» Description of the task:
Pull out every line in the records below that contains the word "woman".
==== Information provided ====
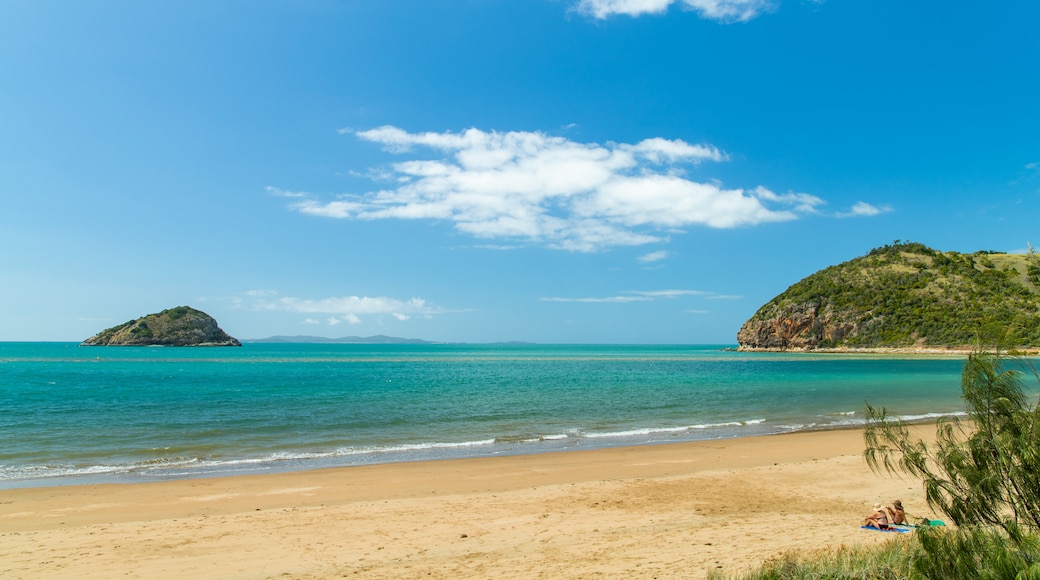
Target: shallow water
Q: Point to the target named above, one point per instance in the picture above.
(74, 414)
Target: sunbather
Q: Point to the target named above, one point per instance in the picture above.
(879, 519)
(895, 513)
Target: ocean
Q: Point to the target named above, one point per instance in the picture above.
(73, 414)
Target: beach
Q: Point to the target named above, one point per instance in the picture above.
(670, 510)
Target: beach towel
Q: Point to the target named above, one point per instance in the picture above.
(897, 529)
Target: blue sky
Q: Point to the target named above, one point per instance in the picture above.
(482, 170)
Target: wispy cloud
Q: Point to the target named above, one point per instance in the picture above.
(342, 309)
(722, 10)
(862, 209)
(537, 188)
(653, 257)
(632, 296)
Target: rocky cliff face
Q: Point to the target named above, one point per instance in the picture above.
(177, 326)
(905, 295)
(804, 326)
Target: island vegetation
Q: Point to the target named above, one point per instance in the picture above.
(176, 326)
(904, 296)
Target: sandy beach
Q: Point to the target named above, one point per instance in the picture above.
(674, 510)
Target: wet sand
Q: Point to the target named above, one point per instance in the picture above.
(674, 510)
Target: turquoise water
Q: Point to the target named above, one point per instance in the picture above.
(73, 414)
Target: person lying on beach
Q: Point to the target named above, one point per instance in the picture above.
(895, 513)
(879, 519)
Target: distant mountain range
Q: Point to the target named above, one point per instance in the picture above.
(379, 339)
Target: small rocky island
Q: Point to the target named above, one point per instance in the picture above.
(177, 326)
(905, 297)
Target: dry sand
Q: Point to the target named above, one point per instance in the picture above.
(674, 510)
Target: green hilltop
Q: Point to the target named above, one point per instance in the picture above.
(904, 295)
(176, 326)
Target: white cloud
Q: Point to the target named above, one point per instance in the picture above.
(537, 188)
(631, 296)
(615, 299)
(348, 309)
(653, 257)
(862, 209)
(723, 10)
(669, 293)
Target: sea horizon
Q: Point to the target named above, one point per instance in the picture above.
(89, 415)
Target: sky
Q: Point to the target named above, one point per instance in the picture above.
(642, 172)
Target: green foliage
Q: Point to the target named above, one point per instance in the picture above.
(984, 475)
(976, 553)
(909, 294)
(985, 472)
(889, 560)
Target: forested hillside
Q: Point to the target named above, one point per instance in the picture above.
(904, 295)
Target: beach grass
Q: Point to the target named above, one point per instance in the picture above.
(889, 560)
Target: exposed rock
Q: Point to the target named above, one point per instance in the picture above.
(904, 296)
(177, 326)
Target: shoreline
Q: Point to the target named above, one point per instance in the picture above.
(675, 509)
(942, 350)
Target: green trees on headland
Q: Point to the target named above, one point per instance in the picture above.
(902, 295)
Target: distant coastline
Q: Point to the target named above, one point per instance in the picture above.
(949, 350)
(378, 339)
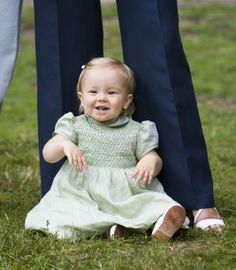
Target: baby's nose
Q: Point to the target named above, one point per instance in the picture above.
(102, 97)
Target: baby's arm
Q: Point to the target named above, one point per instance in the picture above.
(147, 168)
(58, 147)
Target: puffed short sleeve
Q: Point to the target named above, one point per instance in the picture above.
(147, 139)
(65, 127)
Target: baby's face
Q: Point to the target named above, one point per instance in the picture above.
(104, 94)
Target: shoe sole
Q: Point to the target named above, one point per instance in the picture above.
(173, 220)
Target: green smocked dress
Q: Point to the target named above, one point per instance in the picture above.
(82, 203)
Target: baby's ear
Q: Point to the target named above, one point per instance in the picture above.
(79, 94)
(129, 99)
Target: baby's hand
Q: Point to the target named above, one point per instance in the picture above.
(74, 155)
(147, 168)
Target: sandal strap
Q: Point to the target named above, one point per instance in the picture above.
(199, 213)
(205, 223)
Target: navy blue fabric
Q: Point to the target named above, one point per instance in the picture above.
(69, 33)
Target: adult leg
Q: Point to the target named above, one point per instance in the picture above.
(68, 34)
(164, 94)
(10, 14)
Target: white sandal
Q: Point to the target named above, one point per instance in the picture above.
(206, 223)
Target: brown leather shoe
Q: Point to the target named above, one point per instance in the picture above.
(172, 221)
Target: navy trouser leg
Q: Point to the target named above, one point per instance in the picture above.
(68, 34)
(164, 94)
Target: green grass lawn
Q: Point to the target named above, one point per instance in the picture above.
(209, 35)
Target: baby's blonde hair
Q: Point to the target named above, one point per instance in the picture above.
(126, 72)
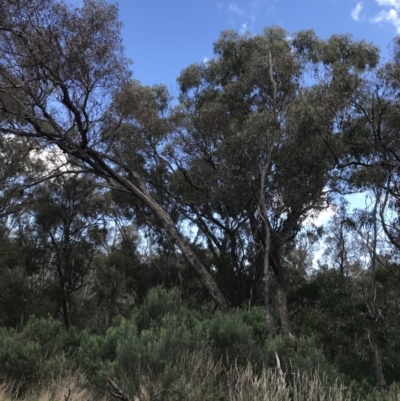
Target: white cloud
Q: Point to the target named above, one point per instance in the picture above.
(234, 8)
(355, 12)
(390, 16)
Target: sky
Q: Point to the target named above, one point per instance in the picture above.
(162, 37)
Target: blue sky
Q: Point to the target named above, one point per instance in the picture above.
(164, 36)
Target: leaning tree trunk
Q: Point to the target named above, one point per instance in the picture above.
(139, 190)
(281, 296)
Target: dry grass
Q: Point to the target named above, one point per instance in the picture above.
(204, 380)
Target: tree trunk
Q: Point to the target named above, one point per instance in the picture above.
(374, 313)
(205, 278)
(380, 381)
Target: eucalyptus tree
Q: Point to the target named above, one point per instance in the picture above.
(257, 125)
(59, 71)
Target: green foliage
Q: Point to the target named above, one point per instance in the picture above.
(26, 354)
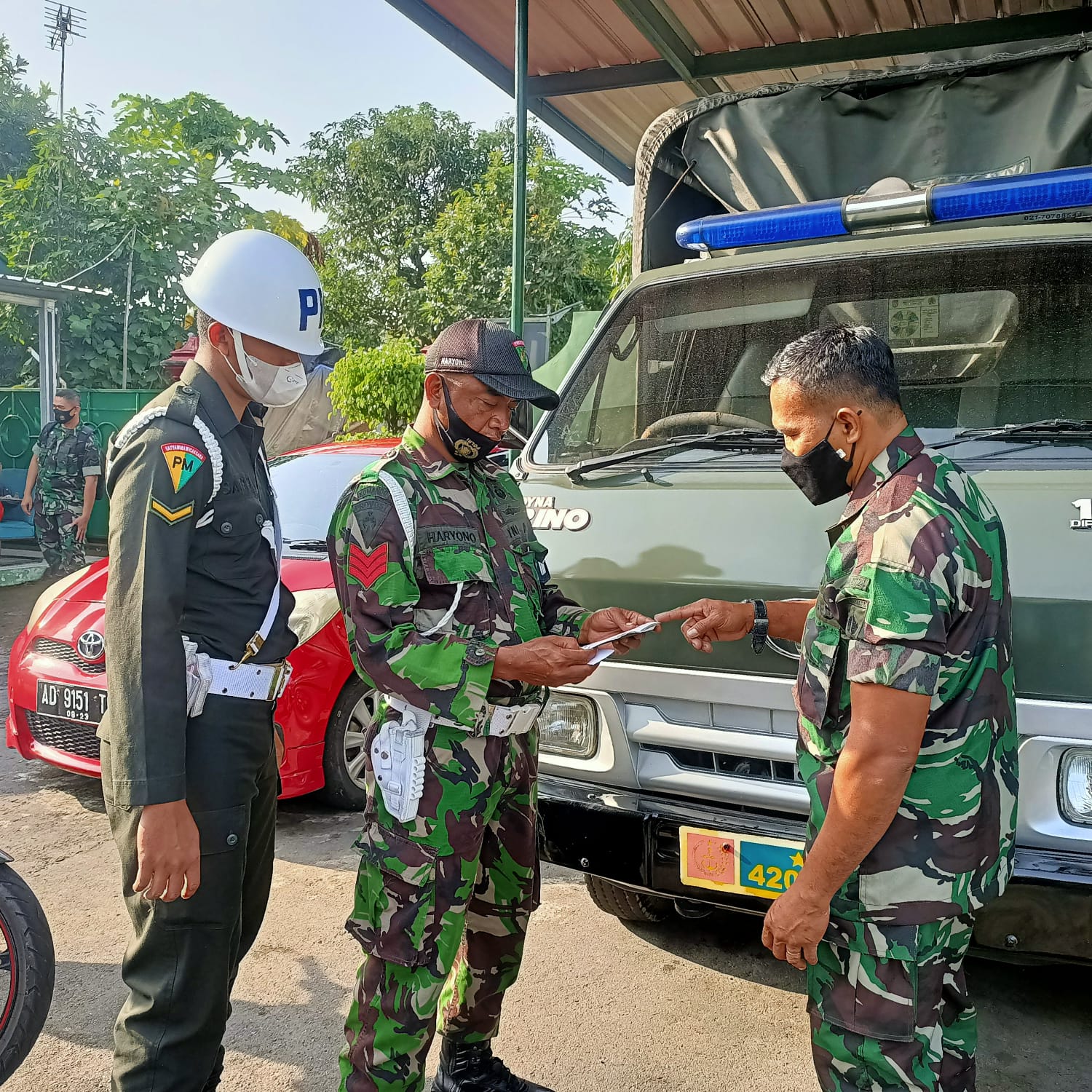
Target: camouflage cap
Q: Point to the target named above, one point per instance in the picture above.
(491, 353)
====
==== Information provided ====
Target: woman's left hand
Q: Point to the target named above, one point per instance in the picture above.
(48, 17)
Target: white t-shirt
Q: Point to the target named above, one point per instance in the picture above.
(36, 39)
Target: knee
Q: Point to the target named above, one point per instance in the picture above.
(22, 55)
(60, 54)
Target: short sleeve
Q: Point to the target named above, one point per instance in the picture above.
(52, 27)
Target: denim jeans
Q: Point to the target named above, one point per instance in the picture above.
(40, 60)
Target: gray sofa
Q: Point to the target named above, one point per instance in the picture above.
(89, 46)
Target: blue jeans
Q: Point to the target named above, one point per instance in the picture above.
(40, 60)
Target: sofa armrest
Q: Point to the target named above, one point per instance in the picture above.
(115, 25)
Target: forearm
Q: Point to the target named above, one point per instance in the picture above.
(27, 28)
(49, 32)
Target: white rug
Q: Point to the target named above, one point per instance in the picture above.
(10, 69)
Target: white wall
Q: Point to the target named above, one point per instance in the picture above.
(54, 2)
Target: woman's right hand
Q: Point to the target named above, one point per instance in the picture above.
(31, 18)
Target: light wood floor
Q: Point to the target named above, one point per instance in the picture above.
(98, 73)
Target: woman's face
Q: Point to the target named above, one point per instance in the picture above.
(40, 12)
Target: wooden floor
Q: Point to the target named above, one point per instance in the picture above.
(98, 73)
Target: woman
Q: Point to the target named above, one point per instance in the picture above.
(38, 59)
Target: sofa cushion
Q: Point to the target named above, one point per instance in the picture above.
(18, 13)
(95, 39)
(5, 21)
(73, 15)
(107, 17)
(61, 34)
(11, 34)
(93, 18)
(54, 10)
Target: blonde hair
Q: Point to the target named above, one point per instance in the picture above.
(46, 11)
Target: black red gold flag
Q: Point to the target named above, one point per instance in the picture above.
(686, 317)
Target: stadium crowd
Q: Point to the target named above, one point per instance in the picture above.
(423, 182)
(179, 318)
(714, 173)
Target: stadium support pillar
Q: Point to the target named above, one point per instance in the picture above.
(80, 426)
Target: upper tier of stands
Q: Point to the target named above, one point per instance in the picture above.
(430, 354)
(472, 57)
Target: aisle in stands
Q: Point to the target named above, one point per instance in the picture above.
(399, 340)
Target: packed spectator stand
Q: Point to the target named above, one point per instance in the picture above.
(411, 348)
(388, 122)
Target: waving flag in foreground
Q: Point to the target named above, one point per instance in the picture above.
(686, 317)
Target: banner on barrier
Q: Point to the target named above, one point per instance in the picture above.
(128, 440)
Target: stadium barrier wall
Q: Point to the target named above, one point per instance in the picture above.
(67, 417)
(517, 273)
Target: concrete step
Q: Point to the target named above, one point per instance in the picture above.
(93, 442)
====
==== Information provided ====
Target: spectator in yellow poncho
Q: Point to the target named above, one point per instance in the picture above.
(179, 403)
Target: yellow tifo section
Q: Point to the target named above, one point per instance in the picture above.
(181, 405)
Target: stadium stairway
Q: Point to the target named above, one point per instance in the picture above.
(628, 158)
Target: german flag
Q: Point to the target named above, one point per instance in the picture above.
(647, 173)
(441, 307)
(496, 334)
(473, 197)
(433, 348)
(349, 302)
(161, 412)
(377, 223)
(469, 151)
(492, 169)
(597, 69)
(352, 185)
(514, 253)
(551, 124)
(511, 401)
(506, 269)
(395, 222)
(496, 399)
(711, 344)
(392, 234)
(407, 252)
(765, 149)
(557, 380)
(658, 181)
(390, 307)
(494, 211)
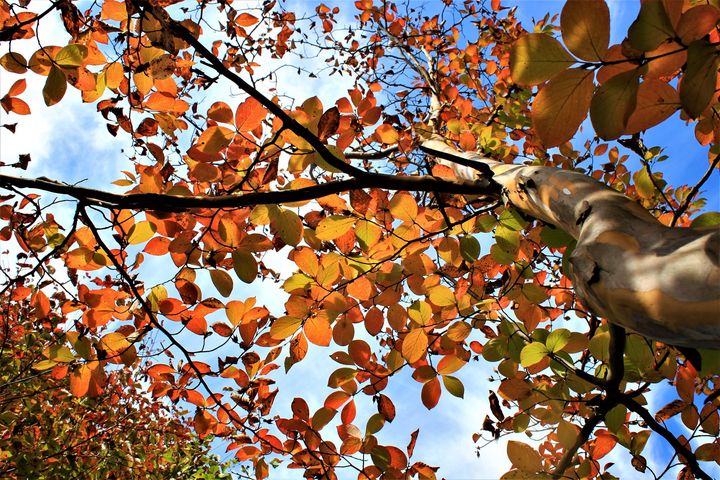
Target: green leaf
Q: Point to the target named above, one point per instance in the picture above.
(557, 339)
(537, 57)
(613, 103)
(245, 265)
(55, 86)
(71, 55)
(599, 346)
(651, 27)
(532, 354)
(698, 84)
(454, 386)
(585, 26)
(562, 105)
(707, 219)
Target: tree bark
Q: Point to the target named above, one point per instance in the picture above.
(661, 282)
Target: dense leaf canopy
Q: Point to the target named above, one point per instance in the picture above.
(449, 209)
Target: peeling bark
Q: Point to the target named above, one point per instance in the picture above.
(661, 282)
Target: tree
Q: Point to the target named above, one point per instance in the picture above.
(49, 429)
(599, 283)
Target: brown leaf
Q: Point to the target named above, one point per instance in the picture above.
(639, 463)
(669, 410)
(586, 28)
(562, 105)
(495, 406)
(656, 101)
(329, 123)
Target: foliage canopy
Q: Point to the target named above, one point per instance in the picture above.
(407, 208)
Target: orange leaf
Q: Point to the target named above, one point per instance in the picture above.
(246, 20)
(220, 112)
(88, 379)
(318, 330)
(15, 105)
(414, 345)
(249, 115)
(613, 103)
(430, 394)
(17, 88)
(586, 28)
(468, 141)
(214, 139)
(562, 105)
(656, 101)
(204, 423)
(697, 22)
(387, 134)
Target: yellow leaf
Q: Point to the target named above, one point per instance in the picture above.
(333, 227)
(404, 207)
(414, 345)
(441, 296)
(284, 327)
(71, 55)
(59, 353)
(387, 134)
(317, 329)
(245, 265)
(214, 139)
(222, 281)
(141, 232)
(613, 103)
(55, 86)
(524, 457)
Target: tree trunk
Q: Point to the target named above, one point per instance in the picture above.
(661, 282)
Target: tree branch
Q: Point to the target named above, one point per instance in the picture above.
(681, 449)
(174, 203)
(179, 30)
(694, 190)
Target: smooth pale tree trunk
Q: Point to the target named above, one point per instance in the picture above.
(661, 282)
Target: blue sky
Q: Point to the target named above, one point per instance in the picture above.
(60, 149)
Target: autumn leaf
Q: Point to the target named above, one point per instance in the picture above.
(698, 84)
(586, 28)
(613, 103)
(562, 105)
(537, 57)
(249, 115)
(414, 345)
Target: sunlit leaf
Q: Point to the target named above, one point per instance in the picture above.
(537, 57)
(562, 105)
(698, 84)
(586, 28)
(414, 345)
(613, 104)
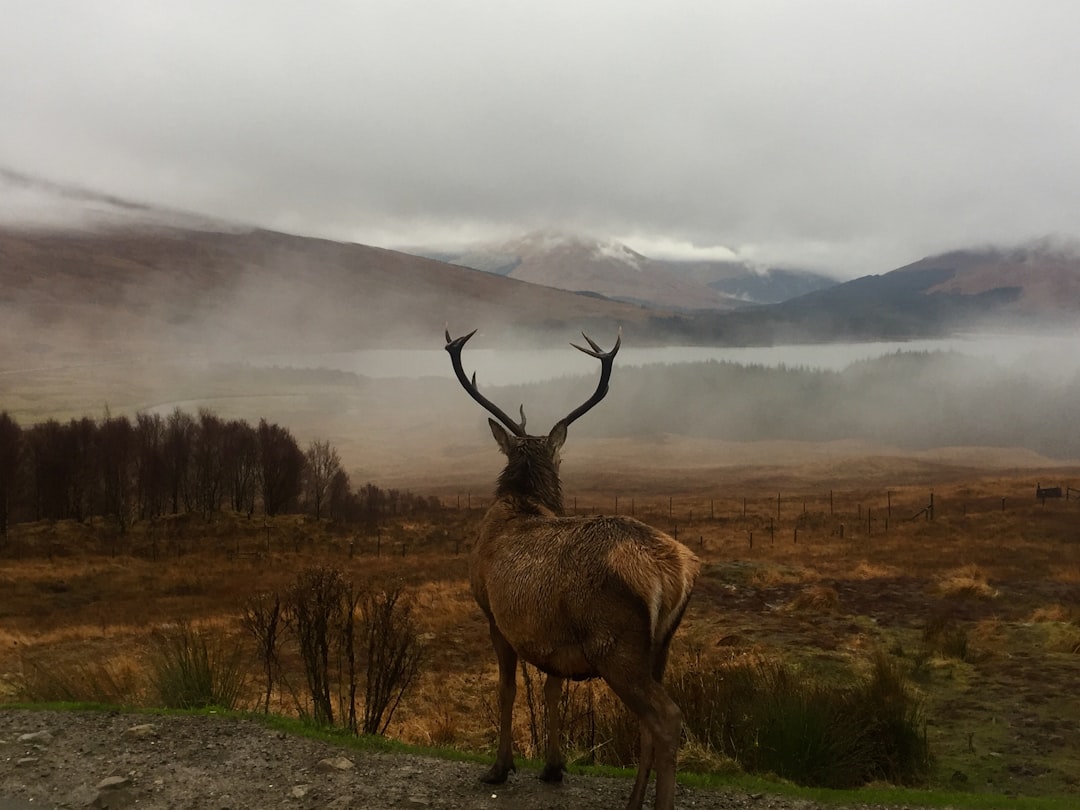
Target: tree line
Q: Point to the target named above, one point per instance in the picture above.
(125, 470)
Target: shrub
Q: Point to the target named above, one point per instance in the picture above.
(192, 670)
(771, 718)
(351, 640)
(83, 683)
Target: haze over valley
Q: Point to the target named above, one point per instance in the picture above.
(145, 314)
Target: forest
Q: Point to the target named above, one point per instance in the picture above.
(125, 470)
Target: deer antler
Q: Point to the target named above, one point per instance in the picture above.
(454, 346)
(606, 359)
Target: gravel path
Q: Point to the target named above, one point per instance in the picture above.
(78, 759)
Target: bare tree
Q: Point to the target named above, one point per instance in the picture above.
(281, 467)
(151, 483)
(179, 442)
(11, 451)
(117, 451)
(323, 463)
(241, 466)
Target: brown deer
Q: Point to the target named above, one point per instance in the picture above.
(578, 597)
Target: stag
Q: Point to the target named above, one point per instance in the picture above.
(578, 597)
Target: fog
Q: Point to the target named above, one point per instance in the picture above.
====
» Correct answer:
Target: woman's left hand
Target: woman's right hand
Target: woman's face
Target: woman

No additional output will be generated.